### WHAT YOU SHOULD DO:
Print the records again, matching each line exactly.

### DATA FOR PROCESSING:
********

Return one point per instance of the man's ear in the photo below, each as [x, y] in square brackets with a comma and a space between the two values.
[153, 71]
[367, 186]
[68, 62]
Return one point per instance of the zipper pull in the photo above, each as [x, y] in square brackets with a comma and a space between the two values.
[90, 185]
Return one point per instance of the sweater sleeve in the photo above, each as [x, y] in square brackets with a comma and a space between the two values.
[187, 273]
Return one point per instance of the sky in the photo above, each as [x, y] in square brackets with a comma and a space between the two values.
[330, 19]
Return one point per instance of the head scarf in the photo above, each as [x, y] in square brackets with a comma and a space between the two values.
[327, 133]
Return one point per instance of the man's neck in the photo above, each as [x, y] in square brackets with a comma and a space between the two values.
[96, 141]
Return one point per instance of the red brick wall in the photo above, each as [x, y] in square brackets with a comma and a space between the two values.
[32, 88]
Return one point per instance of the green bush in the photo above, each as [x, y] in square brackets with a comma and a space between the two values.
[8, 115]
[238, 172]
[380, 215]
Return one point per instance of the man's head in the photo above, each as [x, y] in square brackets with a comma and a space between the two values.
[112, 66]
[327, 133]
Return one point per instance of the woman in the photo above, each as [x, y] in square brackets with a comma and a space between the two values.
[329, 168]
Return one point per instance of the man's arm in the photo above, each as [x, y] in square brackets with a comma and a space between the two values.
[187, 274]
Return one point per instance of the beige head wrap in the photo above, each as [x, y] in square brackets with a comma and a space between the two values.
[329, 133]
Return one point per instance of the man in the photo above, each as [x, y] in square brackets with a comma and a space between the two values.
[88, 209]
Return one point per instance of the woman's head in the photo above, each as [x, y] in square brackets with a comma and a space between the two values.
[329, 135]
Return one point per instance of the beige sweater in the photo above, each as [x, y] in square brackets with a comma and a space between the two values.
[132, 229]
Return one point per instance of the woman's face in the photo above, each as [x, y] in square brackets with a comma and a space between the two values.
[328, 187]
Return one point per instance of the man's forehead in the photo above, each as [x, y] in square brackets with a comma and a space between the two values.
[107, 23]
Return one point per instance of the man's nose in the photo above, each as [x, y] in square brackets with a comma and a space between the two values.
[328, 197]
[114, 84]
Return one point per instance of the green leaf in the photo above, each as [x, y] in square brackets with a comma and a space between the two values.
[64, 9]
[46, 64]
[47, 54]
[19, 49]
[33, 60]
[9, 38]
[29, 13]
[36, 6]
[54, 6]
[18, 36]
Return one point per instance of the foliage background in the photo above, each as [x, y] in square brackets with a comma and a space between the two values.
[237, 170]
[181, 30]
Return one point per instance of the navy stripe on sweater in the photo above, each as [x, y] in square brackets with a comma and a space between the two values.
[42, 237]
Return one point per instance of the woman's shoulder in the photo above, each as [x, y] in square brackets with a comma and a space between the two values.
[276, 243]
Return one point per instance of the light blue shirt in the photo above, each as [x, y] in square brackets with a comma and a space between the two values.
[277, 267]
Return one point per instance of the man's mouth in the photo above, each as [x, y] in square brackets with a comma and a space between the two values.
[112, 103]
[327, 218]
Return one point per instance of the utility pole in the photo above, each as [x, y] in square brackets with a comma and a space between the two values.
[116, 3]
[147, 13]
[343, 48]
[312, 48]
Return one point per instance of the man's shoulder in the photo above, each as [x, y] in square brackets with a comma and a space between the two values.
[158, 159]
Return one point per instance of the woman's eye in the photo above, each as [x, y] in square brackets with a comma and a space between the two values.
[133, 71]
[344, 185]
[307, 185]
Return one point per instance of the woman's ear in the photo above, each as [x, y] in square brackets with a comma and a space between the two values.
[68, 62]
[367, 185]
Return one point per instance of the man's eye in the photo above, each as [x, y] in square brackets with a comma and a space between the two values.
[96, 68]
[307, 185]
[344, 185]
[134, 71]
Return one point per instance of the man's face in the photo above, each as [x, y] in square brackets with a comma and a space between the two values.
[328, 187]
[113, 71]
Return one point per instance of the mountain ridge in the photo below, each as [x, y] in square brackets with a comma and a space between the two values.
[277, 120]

********

### EXERCISE ANSWER:
Return one point per instance of the man's ear in the photo below, each as [x, y] in square brackets with a comma and a space between the two values.
[153, 71]
[367, 186]
[68, 62]
Return one point per instance of the zipper pull in the photo above, each as [x, y] in square brackets with a comma and a space between the two values.
[90, 185]
Return one point per instance of the sweater sleeve in the photo above, each as [x, y] in square brackets with a comma and a space between the two values.
[187, 273]
Return one point per instance of the sky in the photo above, each as [x, y] in square brackets with a comma and a space between the two values.
[330, 19]
Return one point per instance of the head scarf in the photo above, each as [x, y] in square brackets with a comma and a space between the two values.
[327, 133]
Return one point per instance of the man's neck in the photo above, each as [x, y] in square brackets with a comma and a space between the two values.
[96, 141]
Return one point per instance of the red brick wall in the photo above, each as [x, y] in square brackets with a comma and a space between the two values.
[32, 88]
Return one point per instance of the green bush in the photo above, each as [x, y] in square brackets with a comma and a space between the two values.
[8, 115]
[238, 172]
[380, 215]
Return one point per instance of the man's head in the photo above, each as [x, y] in square brackets with a comma and a space between the two values.
[112, 66]
[327, 133]
Return one point per instance of the woman in the photo above, each as [x, y] in square brackets with a comma and a space between the two values.
[329, 168]
Return one point per instance of the man's arm in the photo above, each as [x, y] in square brackets with a comma and a space between the two values.
[187, 274]
Return one point per instance of the beige head wrap in the photo above, each as [x, y] in square brackets with a comma and a space between the two values.
[329, 133]
Return one point per instance of the man in the photo above, each as [x, y] in square brackets with a comma and a space between the two values.
[88, 209]
Return one point per instance of the woman's head in the photo above, each as [x, y] in square brackets with a comma and a space between the two values.
[329, 135]
Return one point per instance of the beige sweater in the photo above, each as [x, y] in square brackets with a comma and a space between the two values.
[132, 229]
Return one point per instance of the woman's face in the photo above, each as [x, y] in square brackets with a comma and a space between the two values.
[328, 187]
Return one point per instance of the man's forehead in the photo above, each as [x, y] in square brackets with a comma and a space between the two values.
[107, 23]
Return one point per instance of the man's nose in the photo above, each as [x, y] in square brackets with a comma and a space between the two values.
[328, 197]
[114, 84]
Return one point per instance of the green leaf in the photo above, each as [x, y] in square brackets with a comma and a space between the two values.
[64, 9]
[46, 64]
[47, 54]
[19, 49]
[33, 60]
[9, 38]
[29, 13]
[36, 6]
[54, 6]
[18, 36]
Return one point per instance of the foliage background in the photo above, each as [x, y] in square brackets with a comma and a space between the two values.
[237, 170]
[181, 30]
Return one point per instance of the navy stripe on sweater in the photo above, each as [x, y] in square brackets with a comma and a space between the two values.
[42, 237]
Return one point per instance of the woman's shoulder in the photo above, each as [x, y] in square brackets with a comma and a space between the two values.
[276, 243]
Return one point per instance of the light blue shirt in the photo above, each as [x, y] in square brackets with a comma and a space between the two values.
[277, 267]
Return one point per instance of the man's mouth in the photo above, each as [x, y] in square brackets with a comma and a space between the two values.
[112, 103]
[327, 218]
Return one point per instance of the utility pole in the photo above, each as [x, y] in square brackets with a comma and a space between the two values.
[116, 3]
[147, 13]
[343, 48]
[312, 48]
Return one point per instance of the man's shoulder in the photo above, each as [x, y] in square brackets with a comma and a space between the two values.
[158, 159]
Return one point per instance of the woman's eye in the photo above, each as [x, y] in square brackets with a comma and a space between the two values.
[133, 71]
[344, 185]
[307, 185]
Return one point per instance of the woman's ear in the photo above, each as [x, y] in square brackets with a comma and a space between the two values.
[68, 62]
[367, 185]
Return one point per instance of the man's eye in the photo above, each as [x, y] in square brackets with a comma and a space between the two values.
[96, 68]
[307, 185]
[344, 185]
[134, 71]
Return one point per instance of the man's face in the photo above, each as [x, y] in square brackets with a comma and a space between the two values.
[328, 187]
[113, 71]
Return one point per instance of the mountain ridge in the photo below, each as [x, y] in square brackets with a comma and a space between the two values.
[277, 120]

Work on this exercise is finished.